- **DIRECTIONS FOR THIS TASK**
Locate every line in the records below that contains the string "target", treating uppercase and lowercase as distinct, and copy each such line.

Data extracted from a collection
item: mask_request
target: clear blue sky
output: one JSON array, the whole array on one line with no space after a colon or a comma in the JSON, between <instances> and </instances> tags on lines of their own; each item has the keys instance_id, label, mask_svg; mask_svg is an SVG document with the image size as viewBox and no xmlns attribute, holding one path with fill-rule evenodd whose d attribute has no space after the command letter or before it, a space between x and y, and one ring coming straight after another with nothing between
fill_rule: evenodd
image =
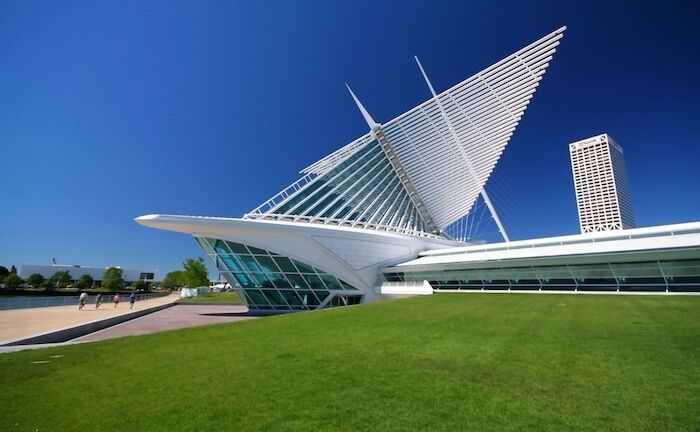
<instances>
[{"instance_id":1,"label":"clear blue sky","mask_svg":"<svg viewBox=\"0 0 700 432\"><path fill-rule=\"evenodd\" d=\"M581 3L581 4L579 4ZM148 213L241 216L377 121L568 31L487 185L578 232L569 142L625 149L640 226L700 220L697 2L0 1L0 265L179 267Z\"/></svg>"}]
</instances>

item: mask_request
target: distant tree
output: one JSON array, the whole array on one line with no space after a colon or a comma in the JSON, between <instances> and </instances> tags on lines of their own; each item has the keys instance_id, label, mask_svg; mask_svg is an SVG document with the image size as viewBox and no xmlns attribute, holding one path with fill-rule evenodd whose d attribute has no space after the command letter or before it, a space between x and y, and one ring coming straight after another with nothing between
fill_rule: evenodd
<instances>
[{"instance_id":1,"label":"distant tree","mask_svg":"<svg viewBox=\"0 0 700 432\"><path fill-rule=\"evenodd\" d=\"M75 282L75 287L78 289L88 289L92 287L95 280L89 274L85 273L81 275L80 278Z\"/></svg>"},{"instance_id":2,"label":"distant tree","mask_svg":"<svg viewBox=\"0 0 700 432\"><path fill-rule=\"evenodd\" d=\"M51 276L51 281L56 288L63 288L70 283L70 273L67 271L58 271Z\"/></svg>"},{"instance_id":3,"label":"distant tree","mask_svg":"<svg viewBox=\"0 0 700 432\"><path fill-rule=\"evenodd\" d=\"M143 279L139 279L134 281L134 283L131 284L131 287L137 291L144 291L148 289L148 282Z\"/></svg>"},{"instance_id":4,"label":"distant tree","mask_svg":"<svg viewBox=\"0 0 700 432\"><path fill-rule=\"evenodd\" d=\"M182 278L182 271L175 270L165 275L163 282L160 283L160 287L163 289L173 289L180 286L180 279Z\"/></svg>"},{"instance_id":5,"label":"distant tree","mask_svg":"<svg viewBox=\"0 0 700 432\"><path fill-rule=\"evenodd\" d=\"M190 258L182 263L184 270L180 276L180 283L188 288L209 286L209 271L204 265L204 260Z\"/></svg>"},{"instance_id":6,"label":"distant tree","mask_svg":"<svg viewBox=\"0 0 700 432\"><path fill-rule=\"evenodd\" d=\"M27 278L27 283L34 288L38 288L41 283L44 282L44 276L39 273L32 273Z\"/></svg>"},{"instance_id":7,"label":"distant tree","mask_svg":"<svg viewBox=\"0 0 700 432\"><path fill-rule=\"evenodd\" d=\"M102 276L102 288L109 291L116 291L124 288L124 279L122 279L122 269L110 267L105 270Z\"/></svg>"},{"instance_id":8,"label":"distant tree","mask_svg":"<svg viewBox=\"0 0 700 432\"><path fill-rule=\"evenodd\" d=\"M17 276L16 273L10 273L9 275L5 276L5 279L2 282L5 284L6 288L17 288L24 283L22 278Z\"/></svg>"}]
</instances>

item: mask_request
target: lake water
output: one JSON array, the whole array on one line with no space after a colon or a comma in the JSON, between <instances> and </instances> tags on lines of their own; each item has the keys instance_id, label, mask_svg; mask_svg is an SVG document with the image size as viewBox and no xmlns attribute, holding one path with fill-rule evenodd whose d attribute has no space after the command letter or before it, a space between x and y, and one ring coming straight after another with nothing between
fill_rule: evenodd
<instances>
[{"instance_id":1,"label":"lake water","mask_svg":"<svg viewBox=\"0 0 700 432\"><path fill-rule=\"evenodd\" d=\"M88 297L91 302L95 303L95 296ZM0 310L64 305L77 307L78 296L0 296Z\"/></svg>"}]
</instances>

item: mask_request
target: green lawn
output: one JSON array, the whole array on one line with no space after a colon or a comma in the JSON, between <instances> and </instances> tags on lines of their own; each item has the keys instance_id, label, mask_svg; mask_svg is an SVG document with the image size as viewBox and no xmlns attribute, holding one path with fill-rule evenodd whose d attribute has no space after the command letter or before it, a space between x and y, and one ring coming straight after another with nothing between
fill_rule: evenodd
<instances>
[{"instance_id":1,"label":"green lawn","mask_svg":"<svg viewBox=\"0 0 700 432\"><path fill-rule=\"evenodd\" d=\"M243 304L235 292L204 293L196 297L187 297L177 301L178 304Z\"/></svg>"},{"instance_id":2,"label":"green lawn","mask_svg":"<svg viewBox=\"0 0 700 432\"><path fill-rule=\"evenodd\" d=\"M0 371L3 431L697 431L700 297L438 294Z\"/></svg>"}]
</instances>

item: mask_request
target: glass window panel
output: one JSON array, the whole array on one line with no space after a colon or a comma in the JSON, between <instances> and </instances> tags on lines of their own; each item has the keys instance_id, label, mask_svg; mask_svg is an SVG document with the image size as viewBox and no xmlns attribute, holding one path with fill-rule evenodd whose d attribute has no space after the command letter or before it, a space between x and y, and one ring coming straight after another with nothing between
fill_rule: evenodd
<instances>
[{"instance_id":1,"label":"glass window panel","mask_svg":"<svg viewBox=\"0 0 700 432\"><path fill-rule=\"evenodd\" d=\"M315 273L313 267L311 267L310 265L304 264L303 262L299 262L297 260L292 261L294 261L294 264L297 266L301 273Z\"/></svg>"},{"instance_id":2,"label":"glass window panel","mask_svg":"<svg viewBox=\"0 0 700 432\"><path fill-rule=\"evenodd\" d=\"M569 266L569 270L574 279L577 280L612 280L612 283L615 283L615 276L613 275L612 269L607 264L572 265Z\"/></svg>"},{"instance_id":3,"label":"glass window panel","mask_svg":"<svg viewBox=\"0 0 700 432\"><path fill-rule=\"evenodd\" d=\"M257 261L255 261L255 258L253 258L251 255L238 255L238 259L243 262L243 265L252 272L262 272L263 269L260 268L260 265L258 265Z\"/></svg>"},{"instance_id":4,"label":"glass window panel","mask_svg":"<svg viewBox=\"0 0 700 432\"><path fill-rule=\"evenodd\" d=\"M343 289L345 289L347 291L357 291L357 288L355 288L354 286L347 284L347 283L341 281L340 279L338 279L338 280L340 281L340 284L343 286Z\"/></svg>"},{"instance_id":5,"label":"glass window panel","mask_svg":"<svg viewBox=\"0 0 700 432\"><path fill-rule=\"evenodd\" d=\"M256 287L272 288L273 286L263 273L249 273L249 276L253 279Z\"/></svg>"},{"instance_id":6,"label":"glass window panel","mask_svg":"<svg viewBox=\"0 0 700 432\"><path fill-rule=\"evenodd\" d=\"M212 246L219 255L229 255L231 253L231 251L229 251L229 249L226 247L226 242L223 240L214 240L214 244Z\"/></svg>"},{"instance_id":7,"label":"glass window panel","mask_svg":"<svg viewBox=\"0 0 700 432\"><path fill-rule=\"evenodd\" d=\"M671 292L699 292L700 284L669 285L668 290Z\"/></svg>"},{"instance_id":8,"label":"glass window panel","mask_svg":"<svg viewBox=\"0 0 700 432\"><path fill-rule=\"evenodd\" d=\"M287 272L296 273L297 272L296 267L294 267L294 264L292 264L292 261L290 261L289 258L283 257L283 256L276 256L276 257L274 257L274 260L277 263L277 265L279 266L279 268L282 269L282 271L284 273L287 273Z\"/></svg>"},{"instance_id":9,"label":"glass window panel","mask_svg":"<svg viewBox=\"0 0 700 432\"><path fill-rule=\"evenodd\" d=\"M620 291L665 292L666 285L620 285Z\"/></svg>"},{"instance_id":10,"label":"glass window panel","mask_svg":"<svg viewBox=\"0 0 700 432\"><path fill-rule=\"evenodd\" d=\"M257 306L255 306L255 303L253 303L253 299L248 295L248 292L243 290L243 296L245 298L245 303L250 309L257 309Z\"/></svg>"},{"instance_id":11,"label":"glass window panel","mask_svg":"<svg viewBox=\"0 0 700 432\"><path fill-rule=\"evenodd\" d=\"M233 276L243 288L251 288L254 285L253 281L244 273L233 273Z\"/></svg>"},{"instance_id":12,"label":"glass window panel","mask_svg":"<svg viewBox=\"0 0 700 432\"><path fill-rule=\"evenodd\" d=\"M296 291L292 290L280 290L279 291L284 300L292 307L297 306L303 309L304 302Z\"/></svg>"},{"instance_id":13,"label":"glass window panel","mask_svg":"<svg viewBox=\"0 0 700 432\"><path fill-rule=\"evenodd\" d=\"M250 250L250 253L253 255L267 255L267 251L263 249L258 249L254 246L248 245L248 250Z\"/></svg>"},{"instance_id":14,"label":"glass window panel","mask_svg":"<svg viewBox=\"0 0 700 432\"><path fill-rule=\"evenodd\" d=\"M272 281L272 283L277 287L277 288L291 288L292 285L289 283L287 278L284 277L282 273L272 273L267 275L268 279Z\"/></svg>"},{"instance_id":15,"label":"glass window panel","mask_svg":"<svg viewBox=\"0 0 700 432\"><path fill-rule=\"evenodd\" d=\"M309 284L309 286L313 290L325 290L326 289L326 286L321 281L321 278L315 274L314 275L304 275L304 279L306 279L306 282Z\"/></svg>"},{"instance_id":16,"label":"glass window panel","mask_svg":"<svg viewBox=\"0 0 700 432\"><path fill-rule=\"evenodd\" d=\"M269 256L256 256L255 260L266 273L278 273L280 271L275 262Z\"/></svg>"},{"instance_id":17,"label":"glass window panel","mask_svg":"<svg viewBox=\"0 0 700 432\"><path fill-rule=\"evenodd\" d=\"M316 298L313 291L297 291L301 302L308 306L318 306L321 302Z\"/></svg>"},{"instance_id":18,"label":"glass window panel","mask_svg":"<svg viewBox=\"0 0 700 432\"><path fill-rule=\"evenodd\" d=\"M287 279L295 289L309 289L309 286L306 285L304 278L302 278L300 274L286 273L285 276L287 276Z\"/></svg>"},{"instance_id":19,"label":"glass window panel","mask_svg":"<svg viewBox=\"0 0 700 432\"><path fill-rule=\"evenodd\" d=\"M330 290L342 290L343 289L343 286L340 284L340 282L338 282L338 279L336 279L335 276L331 276L328 274L322 274L320 276L321 276L321 279L323 280L323 282L328 287L328 289L330 289Z\"/></svg>"},{"instance_id":20,"label":"glass window panel","mask_svg":"<svg viewBox=\"0 0 700 432\"><path fill-rule=\"evenodd\" d=\"M654 285L654 284L666 284L666 279L663 277L649 277L649 278L641 278L641 277L626 277L626 278L618 278L620 281L620 285Z\"/></svg>"},{"instance_id":21,"label":"glass window panel","mask_svg":"<svg viewBox=\"0 0 700 432\"><path fill-rule=\"evenodd\" d=\"M321 303L326 299L326 297L331 295L331 293L328 291L314 291L314 294L316 294L318 301Z\"/></svg>"},{"instance_id":22,"label":"glass window panel","mask_svg":"<svg viewBox=\"0 0 700 432\"><path fill-rule=\"evenodd\" d=\"M667 277L669 284L698 284L700 283L700 276L670 276Z\"/></svg>"},{"instance_id":23,"label":"glass window panel","mask_svg":"<svg viewBox=\"0 0 700 432\"><path fill-rule=\"evenodd\" d=\"M214 253L214 249L212 249L211 246L209 246L208 240L206 238L203 238L203 237L195 237L195 238L197 239L197 242L202 247L202 249L204 249L204 252L206 252L207 254Z\"/></svg>"},{"instance_id":24,"label":"glass window panel","mask_svg":"<svg viewBox=\"0 0 700 432\"><path fill-rule=\"evenodd\" d=\"M276 307L283 306L283 309L287 308L287 302L284 301L277 290L262 290L262 293L271 305Z\"/></svg>"},{"instance_id":25,"label":"glass window panel","mask_svg":"<svg viewBox=\"0 0 700 432\"><path fill-rule=\"evenodd\" d=\"M700 264L695 261L669 261L662 262L666 276L698 276L700 275Z\"/></svg>"},{"instance_id":26,"label":"glass window panel","mask_svg":"<svg viewBox=\"0 0 700 432\"><path fill-rule=\"evenodd\" d=\"M252 300L253 304L258 306L269 304L265 296L258 290L247 289L246 294L248 294L248 297Z\"/></svg>"},{"instance_id":27,"label":"glass window panel","mask_svg":"<svg viewBox=\"0 0 700 432\"><path fill-rule=\"evenodd\" d=\"M226 242L234 254L248 254L248 249L240 243Z\"/></svg>"},{"instance_id":28,"label":"glass window panel","mask_svg":"<svg viewBox=\"0 0 700 432\"><path fill-rule=\"evenodd\" d=\"M579 291L617 291L617 285L579 285Z\"/></svg>"},{"instance_id":29,"label":"glass window panel","mask_svg":"<svg viewBox=\"0 0 700 432\"><path fill-rule=\"evenodd\" d=\"M222 255L219 257L221 261L224 263L226 268L230 271L235 271L235 272L242 272L243 267L239 265L239 263L236 261L236 259L232 255Z\"/></svg>"}]
</instances>

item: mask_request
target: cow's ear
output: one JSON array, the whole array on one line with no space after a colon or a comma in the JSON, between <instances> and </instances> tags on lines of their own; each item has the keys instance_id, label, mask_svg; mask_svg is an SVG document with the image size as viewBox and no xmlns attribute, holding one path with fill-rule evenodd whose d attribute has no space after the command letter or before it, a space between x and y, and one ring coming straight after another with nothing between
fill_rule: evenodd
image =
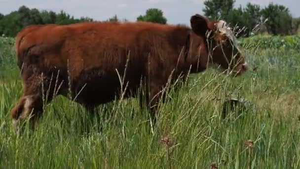
<instances>
[{"instance_id":1,"label":"cow's ear","mask_svg":"<svg viewBox=\"0 0 300 169\"><path fill-rule=\"evenodd\" d=\"M196 34L205 36L206 31L209 30L208 21L206 18L198 14L190 17L190 26Z\"/></svg>"},{"instance_id":2,"label":"cow's ear","mask_svg":"<svg viewBox=\"0 0 300 169\"><path fill-rule=\"evenodd\" d=\"M189 51L189 43L190 43L190 34L189 33L187 36L187 39L186 40L185 47L185 60L187 60L187 58L188 55L188 52Z\"/></svg>"}]
</instances>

- **RESULT**
target: clear blue sky
target: distant tree
target: lake water
target: green lawn
target: glass window panel
target: cow's ear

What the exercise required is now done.